WORK TO DO: Write out the entries below once more, exactly.

EXTRACTED RECORDS:
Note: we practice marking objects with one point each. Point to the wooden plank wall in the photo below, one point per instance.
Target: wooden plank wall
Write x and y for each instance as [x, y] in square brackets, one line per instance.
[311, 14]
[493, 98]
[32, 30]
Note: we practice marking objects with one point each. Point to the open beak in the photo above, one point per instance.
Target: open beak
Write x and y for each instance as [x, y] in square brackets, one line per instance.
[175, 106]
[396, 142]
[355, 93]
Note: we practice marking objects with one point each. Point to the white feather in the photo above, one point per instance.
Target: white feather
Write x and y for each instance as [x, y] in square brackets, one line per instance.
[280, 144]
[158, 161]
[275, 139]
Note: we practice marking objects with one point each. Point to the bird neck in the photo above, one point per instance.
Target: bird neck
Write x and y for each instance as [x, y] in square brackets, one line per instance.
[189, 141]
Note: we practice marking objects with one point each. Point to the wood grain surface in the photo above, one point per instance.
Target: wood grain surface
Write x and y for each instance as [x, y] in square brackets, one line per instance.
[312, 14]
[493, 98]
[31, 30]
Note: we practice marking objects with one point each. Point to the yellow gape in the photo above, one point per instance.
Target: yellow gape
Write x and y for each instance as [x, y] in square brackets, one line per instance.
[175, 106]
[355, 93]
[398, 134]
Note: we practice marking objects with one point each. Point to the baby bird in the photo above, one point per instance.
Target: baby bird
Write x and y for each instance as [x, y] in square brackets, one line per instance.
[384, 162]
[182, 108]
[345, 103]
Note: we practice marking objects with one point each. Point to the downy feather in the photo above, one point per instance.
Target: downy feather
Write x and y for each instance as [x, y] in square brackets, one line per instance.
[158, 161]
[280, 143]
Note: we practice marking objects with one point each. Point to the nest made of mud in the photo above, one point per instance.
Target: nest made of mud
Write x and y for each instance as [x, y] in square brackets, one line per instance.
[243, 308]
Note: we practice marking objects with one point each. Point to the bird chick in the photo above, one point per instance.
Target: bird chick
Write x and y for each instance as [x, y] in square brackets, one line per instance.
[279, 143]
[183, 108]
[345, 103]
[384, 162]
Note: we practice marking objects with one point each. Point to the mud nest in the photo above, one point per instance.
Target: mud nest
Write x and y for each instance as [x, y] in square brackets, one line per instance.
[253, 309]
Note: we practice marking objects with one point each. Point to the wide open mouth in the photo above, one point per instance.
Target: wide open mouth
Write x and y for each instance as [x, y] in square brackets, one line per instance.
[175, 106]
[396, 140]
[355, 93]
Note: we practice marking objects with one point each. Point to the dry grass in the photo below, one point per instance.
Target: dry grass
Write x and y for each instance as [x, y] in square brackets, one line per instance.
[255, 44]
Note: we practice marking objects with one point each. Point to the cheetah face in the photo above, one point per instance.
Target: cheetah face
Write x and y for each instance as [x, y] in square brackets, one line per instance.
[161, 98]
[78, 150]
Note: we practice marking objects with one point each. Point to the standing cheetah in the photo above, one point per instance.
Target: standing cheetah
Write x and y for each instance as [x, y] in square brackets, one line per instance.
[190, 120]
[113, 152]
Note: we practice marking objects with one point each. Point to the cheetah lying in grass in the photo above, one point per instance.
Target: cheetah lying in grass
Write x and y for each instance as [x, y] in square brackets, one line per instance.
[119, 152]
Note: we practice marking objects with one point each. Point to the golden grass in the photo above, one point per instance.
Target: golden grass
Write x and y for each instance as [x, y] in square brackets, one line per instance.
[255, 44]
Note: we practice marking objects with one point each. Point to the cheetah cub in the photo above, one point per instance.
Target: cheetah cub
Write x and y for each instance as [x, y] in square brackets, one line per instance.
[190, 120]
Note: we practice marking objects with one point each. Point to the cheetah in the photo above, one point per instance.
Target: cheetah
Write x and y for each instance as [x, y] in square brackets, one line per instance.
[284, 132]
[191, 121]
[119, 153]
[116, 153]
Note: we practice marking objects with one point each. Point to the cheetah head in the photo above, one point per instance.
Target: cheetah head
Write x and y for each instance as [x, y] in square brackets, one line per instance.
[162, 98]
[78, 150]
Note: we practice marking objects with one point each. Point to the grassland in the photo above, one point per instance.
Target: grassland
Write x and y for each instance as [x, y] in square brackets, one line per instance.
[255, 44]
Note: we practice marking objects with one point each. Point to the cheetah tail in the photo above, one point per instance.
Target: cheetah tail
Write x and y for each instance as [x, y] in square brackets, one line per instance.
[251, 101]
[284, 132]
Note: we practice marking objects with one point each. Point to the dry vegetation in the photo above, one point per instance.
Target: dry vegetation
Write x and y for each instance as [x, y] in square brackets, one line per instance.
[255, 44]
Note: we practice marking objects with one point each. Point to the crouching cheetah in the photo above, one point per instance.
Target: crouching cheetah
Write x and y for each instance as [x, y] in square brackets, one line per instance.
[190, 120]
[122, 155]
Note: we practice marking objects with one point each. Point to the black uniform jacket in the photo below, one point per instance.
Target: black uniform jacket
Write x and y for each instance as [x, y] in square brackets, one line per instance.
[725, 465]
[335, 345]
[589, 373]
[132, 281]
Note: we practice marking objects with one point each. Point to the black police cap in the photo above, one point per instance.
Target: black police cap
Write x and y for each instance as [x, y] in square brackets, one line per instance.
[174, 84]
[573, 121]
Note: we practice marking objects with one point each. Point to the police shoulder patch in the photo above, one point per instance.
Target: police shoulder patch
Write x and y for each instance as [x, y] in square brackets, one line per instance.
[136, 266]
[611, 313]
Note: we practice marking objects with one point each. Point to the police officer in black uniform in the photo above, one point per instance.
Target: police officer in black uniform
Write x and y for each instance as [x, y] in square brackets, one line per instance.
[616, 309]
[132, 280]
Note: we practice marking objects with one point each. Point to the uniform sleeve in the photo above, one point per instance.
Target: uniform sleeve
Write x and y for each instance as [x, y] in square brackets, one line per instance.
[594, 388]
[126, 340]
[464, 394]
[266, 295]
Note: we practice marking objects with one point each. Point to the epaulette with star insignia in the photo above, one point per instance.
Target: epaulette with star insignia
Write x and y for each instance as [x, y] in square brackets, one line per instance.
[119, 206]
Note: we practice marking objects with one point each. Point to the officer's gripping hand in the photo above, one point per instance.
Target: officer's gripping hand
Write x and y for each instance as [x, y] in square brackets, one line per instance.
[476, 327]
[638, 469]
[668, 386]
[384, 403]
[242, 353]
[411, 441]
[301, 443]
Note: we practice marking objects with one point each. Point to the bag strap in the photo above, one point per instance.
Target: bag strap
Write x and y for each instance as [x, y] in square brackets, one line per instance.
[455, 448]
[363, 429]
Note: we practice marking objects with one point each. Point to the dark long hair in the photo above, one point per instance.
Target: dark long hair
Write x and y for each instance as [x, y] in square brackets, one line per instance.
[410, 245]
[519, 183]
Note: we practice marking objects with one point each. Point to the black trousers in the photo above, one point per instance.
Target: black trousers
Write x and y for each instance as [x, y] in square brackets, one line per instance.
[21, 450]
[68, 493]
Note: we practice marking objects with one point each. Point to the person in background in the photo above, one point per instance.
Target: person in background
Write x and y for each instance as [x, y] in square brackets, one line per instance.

TASK OUTPUT:
Note: we practice marking objects with one point each. Point to the wooden plank wall in the photo below, one point per instance.
Target: wooden plank wall
Write x and y for each instance as [x, y] in square brackets, one line per instance.
[311, 14]
[493, 98]
[32, 30]
Note: we practice marking objects with one point each. Point to the open beak in the photo above, one point per instance.
Target: open beak
Write x and y for each instance as [x, y] in square brackets, one line per instance.
[175, 106]
[396, 142]
[355, 93]
Note: we practice marking objects with one point each. Point to the white feather in the photo above, one point per instance.
Target: white feather
Write x and y for each instance as [x, y] in square brackets, one line per instance.
[280, 144]
[158, 161]
[275, 139]
Note: we practice marking objects with one point each. Point to the bird neck in the photo above, one point per instance.
Target: bird neck
Write x and y for each instance as [x, y] in square brackets, one line per instance.
[189, 141]
Note: we practice marking objects with one point each. Point to the wood grain surface in the photo above, one point per instance.
Target: wood grain surface
Write x and y for each instance as [x, y] in square brackets, one line per instance.
[312, 14]
[493, 98]
[31, 30]
Note: we practice marking objects with one point each. Point to the yellow gape in the photo above, one point per instance.
Target: yellow gape
Write x and y for each instance as [x, y] in square brackets, one line per instance.
[175, 106]
[355, 93]
[398, 134]
Note: we practice marking objects with one point each. Point to the baby bird in the photo above, one point per instance.
Target: baby bird
Write x and y for each instance as [x, y] in square brackets, one line per instance.
[384, 162]
[182, 108]
[345, 103]
Note: we practice marking objects with one point each. Point to the downy feather in the photo above, one point per instance.
Target: downy feather
Write x and y for each instance as [x, y] in square brackets, one line per instance.
[158, 161]
[280, 143]
Note: we practice marking objects with one point each. Point to the nest made of mud in the photo above, one point per instance.
Target: nest made of mud
Write x and y for each instance as [x, y] in square brackets, one line per instance.
[243, 308]
Note: we practice marking objects with one point each. Point to the bird chick in the photo above, one point per instance.
Target: bird chick
Write x and y for each instance as [x, y] in square brackets, one line per instance.
[279, 143]
[183, 108]
[345, 103]
[384, 162]
Note: we practice marking objects with one point each. Point to the mud nest in the photo above, one point per instance.
Target: mud nest
Write x and y for each instance as [x, y] in square brackets, one line per instance.
[253, 309]
Note: we practice marking objects with one point each. Point to the wide open mouth in the photo above, one point per instance.
Target: wide open mouth
Write x and y for each instance as [x, y] in square brackets, one line per instance.
[175, 106]
[396, 140]
[355, 93]
Note: we practice marking objects with one point each. Point to the dry grass in the photo below, one point per instance.
Target: dry grass
Write x and y for each instance as [x, y] in square brackets, one line per instance.
[255, 44]
Note: we practice marking objects with one point each. Point to the cheetah face in the photo above, one point per instance.
Target: cheetah face
Write x and y for each instance as [x, y] in square brackets, one line per instance.
[161, 98]
[78, 150]
Note: we practice marking objects with one point each. Point to the standing cheetah in the photo above, one point per instance.
Target: standing cheetah
Write x and y for each instance as [x, y] in square brackets, one line per instance.
[190, 120]
[113, 152]
Note: we practice marking objects with one point each. Point to the cheetah lying in grass in the photo above, one point per instance.
Target: cheetah lying in grass
Write x and y for each instance as [x, y] in square brackets, one line per instance.
[119, 152]
Note: we practice marking objects with one point each. Point to the golden grass in the photo above, one point per instance.
Target: golden grass
Write x and y for each instance as [x, y] in square brackets, one line per instance.
[255, 44]
Note: we practice marking objects with one point each. Point to the cheetah cub in the photo above, one point per instance.
Target: cheetah cub
Write x and y for each instance as [x, y] in square brackets, one line per instance.
[190, 120]
Note: we practice marking objects with one point each. Point to the cheetah in the photo above, one point per instance.
Target: cheetah
Write x and y for each instance as [x, y] in square brackets, one line per instance.
[284, 132]
[191, 121]
[119, 153]
[116, 153]
Note: we practice marking objects with one point each. Point to the cheetah head in the photo above, one point per instance.
Target: cheetah head
Write x and y for each instance as [x, y] in square brackets, one line per instance.
[162, 98]
[78, 150]
Note: we practice marking objects with one point each. Point to the grassland in the photo above, one point per instance.
Target: grassland
Write x and y for each instance as [x, y] in square brackets, one line per instance.
[255, 44]
Note: we practice marking objects with one point each. Point to the cheetah tail in the photo above, one point per instance.
Target: cheetah tail
Write x and y for each instance as [x, y] in square brackets, one line per instance.
[251, 101]
[284, 132]
Note: we practice marking objects with one point each. Point to the dry vegetation in the photo above, one point per instance.
Target: dry vegetation
Write x and y for each instance as [x, y] in square brackets, one line per instance.
[255, 44]
Note: we practice marking objects with one point each. Point to the crouching cheetah in the photo above, one point per instance.
Target: crouching cheetah
Write x and y for each instance as [x, y] in square brackets, one line per instance.
[190, 120]
[122, 155]
Note: we practice marking objects with one point each. Point to the black uniform jacket in the photo below, one point per instance.
Target: black uniform jacket
Write x and y for each instance as [x, y] in square brackets, one line per instance.
[725, 465]
[335, 345]
[589, 373]
[132, 281]
Note: we practice marking objects with one point each. Point to the black police cap in the photo above, one point per instance.
Target: black police cap
Write x and y for each instance as [x, y] in square brackets, one line per instance.
[174, 84]
[573, 121]
Note: we practice marking objects with one point each. Point to the police shoulder patch in the photo above, one point per instance.
Target: police shoulder patch
Write x and y for each instance as [x, y] in square brackets, one line per instance.
[136, 266]
[611, 313]
Note: we practice marking objects with one point each. Point to the police officer in black uniform in the photo above, one point per instance.
Target: police officer in black uniform
Write x and y for each instance as [x, y] in square brackets, one line per instance.
[616, 309]
[132, 280]
Note: we practice marking objects with one point each. Point to the uniform sleeve in the photo above, one point per instance.
Target: uniform sleeve
Write x and y for each instance as [x, y] in square brackets, one line per instance.
[594, 388]
[126, 340]
[464, 394]
[266, 295]
Note: we practice marking objects with one point each. Point to the epaulette with star insignia in the photo above, one point per instance.
Target: epaulette with star insignia
Write x and y for each instance as [x, y] in square brackets, one line per instance.
[119, 206]
Note: we practice marking objects with one point each. Point to the officer's gripping hand in the photo above, one point per instance.
Target: officer's gripping hand
Write x and y for each instance as [x, y] in square brackets, one line per instance.
[476, 327]
[638, 469]
[668, 386]
[384, 403]
[242, 353]
[411, 441]
[301, 443]
Note: we practice marking objects with one point each. Point to the bag strap in the photo above, one point per instance.
Target: bag strap
Write x and y for each instance as [x, y] in square brackets, one line per instance.
[455, 448]
[363, 429]
Note: we practice marking objects with one point each. Point to the dark long hair in the photo above, one point per instance.
Target: dark long hair
Write x and y for each instance as [x, y] in square brackets, one line per instance.
[410, 245]
[519, 183]
Note: we practice marking objects with one point each. Point to the black trousers in the photo above, one point per instance.
Target: black trousers
Write x and y for each instance as [x, y] in square brackets, one line per instance.
[21, 450]
[68, 493]
Note: we practice marking objects with one point each. Point to the person in background in the photo above, one point per instance.
Target: person in background
Write x and y for each instance as [x, y] in square brackets, one line per instance.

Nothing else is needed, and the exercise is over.